╔══

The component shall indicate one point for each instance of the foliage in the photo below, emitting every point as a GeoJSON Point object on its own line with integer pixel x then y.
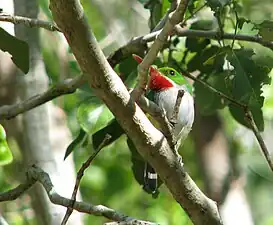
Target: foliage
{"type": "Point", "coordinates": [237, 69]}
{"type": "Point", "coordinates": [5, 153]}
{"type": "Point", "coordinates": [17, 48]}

╚══

TASK REQUIREMENTS: Reproduce the data above line for line, with no changes, but omit the picture.

FULL ANSWER:
The component shall indicate one point for each instance of the foliage in the photo below, emitting every point as a GeoJSON Point object on its own line with integer pixel x then y.
Target: foliage
{"type": "Point", "coordinates": [237, 69]}
{"type": "Point", "coordinates": [5, 153]}
{"type": "Point", "coordinates": [17, 48]}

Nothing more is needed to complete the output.